* **Given problem A**
Return each line of the records that contains the string "shrub".

Tutsi-Hutu Genocide in the Congo (Updated)

Tutsi-Hutu Genocide in the Congo (Updated)

So says a draft UN report that studied events in the Congo between 1993 and 2008:

An exhaustive U.N. investigation into the history of violence in the Democratic Republic of Congo has concluded that the Rwandan military and its allies carried out hundreds of large-scale killings of ethnic Hutu refugees during the 1990s that amounted to war crimes, crimes against humanity and possibly genocide, according to a confidential copy of the report.

The report – which runs 545 pages long and details crimes committed in Congo from March 1993 to June 2003 — represents the harshest U.N. account to date of the conduct of the ethnic Tutsi-dominated Rwandan government, which has largely been credited with liberating the country from the perpetrators of the 1994 Rwandan genocide.

Its release represents a political blow to Rwandan President Paul Kagame, who was re-elected president of his country this month in a landslide election victory that was marred by allegations of political repression against political opponents. His government denounced the U.N. findings as “immoral and unacceptable,” and Rwanda has sought to block the report’s release, according to U.N. sources.

* **Given problem B**
Go on with the text about the U.N. report on killings in the Congo, starting after its final sentence.

(Pointing dataset excerpts)
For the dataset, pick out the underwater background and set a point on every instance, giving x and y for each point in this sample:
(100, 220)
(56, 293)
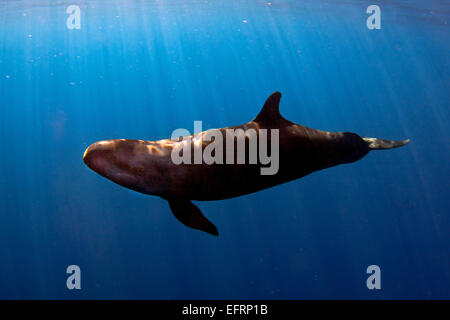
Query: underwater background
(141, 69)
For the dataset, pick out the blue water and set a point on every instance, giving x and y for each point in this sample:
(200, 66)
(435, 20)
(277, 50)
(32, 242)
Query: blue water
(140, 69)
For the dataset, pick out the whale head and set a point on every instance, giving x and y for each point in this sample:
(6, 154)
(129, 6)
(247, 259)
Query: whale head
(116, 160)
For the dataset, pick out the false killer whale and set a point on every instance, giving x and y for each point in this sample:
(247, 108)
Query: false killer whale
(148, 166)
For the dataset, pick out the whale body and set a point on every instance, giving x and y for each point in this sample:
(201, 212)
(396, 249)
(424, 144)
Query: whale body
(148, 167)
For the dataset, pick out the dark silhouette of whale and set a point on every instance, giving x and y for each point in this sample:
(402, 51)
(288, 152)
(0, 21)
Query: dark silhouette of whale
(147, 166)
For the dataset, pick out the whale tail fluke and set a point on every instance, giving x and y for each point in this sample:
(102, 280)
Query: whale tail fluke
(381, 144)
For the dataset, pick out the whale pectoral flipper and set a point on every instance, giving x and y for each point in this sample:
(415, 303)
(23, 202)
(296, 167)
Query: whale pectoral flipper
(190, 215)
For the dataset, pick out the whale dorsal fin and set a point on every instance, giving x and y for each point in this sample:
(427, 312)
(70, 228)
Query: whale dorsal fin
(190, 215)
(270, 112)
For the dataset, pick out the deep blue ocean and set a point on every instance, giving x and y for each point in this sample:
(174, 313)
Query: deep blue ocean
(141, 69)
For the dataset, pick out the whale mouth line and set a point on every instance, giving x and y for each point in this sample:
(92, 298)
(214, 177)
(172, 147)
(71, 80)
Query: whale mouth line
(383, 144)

==

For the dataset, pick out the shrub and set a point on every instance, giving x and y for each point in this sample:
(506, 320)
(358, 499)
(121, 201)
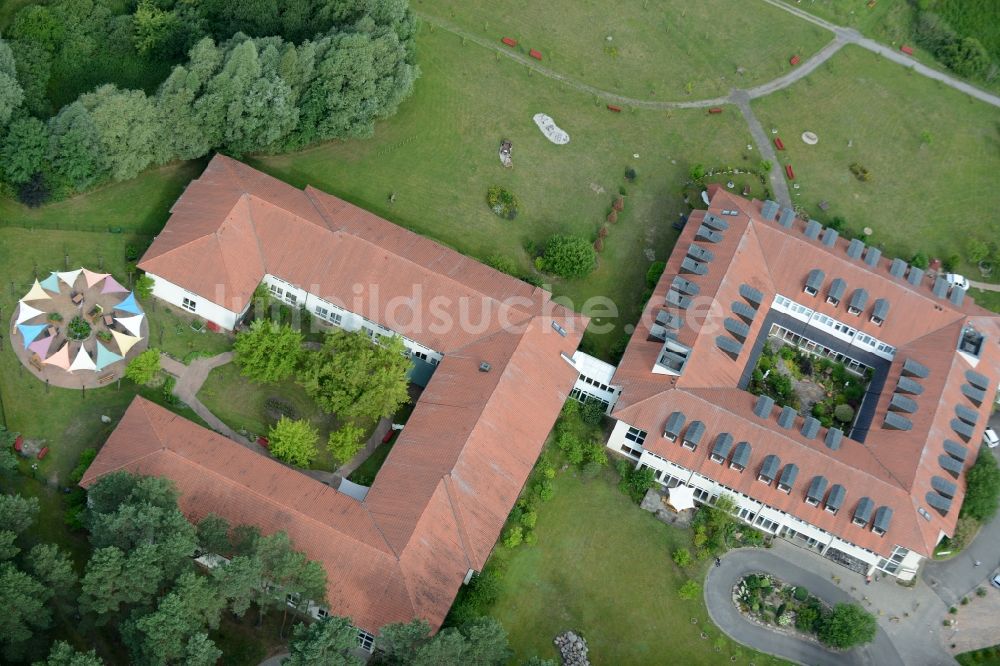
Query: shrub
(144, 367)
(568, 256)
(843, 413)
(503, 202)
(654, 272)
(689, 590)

* **Right answer A**
For the dataset, pick out the shrub and set a point on every instance, giving x and y for each point in this sample:
Query: shrub

* **Right answer B**
The U.N. inquiry, which was conducted by a team from the U.N.’s Office of the High Commissioner for Human Rights, alleges that Rwanda and its military allies carried out systematic waves of well-planned, highly organized reprisal killings against Hutu refugees in the years after they fled across the border into eastern Zaire, now known as Congo, along with remnants of the former Rwandan military. It also notes that Rwanda’s ethnic Tutsi allies inside eastern Congo were also the target of mass killings and persecution.

The report documents more than 600 incidents of large-scale killings in Congo from March 1993 through June 2003, which it claims constitute war crimes and crimes against humanity. It notes that the “systematic and widespread attacks described in this report reveal a number of damning elements that, if proven, could be classified as crimes of genocide.”

Rwanda’s response — which includes threatening to stop cooperating with the UN, particularly with regard to peacekeeping — is predictable, given its long history of threatening to take its ball and go home whenever the international community dares criticize its (increasingly authoritarian) government.  But it will have a difficult time discrediting the head of the team that conducted the study and that authored the report, my friend Luc Cote, who spent four years as a prosecutor at the ICTR and three years as the chief prosecutor at the Special Court for Sierra Leone before taking over the UNHCHR mission.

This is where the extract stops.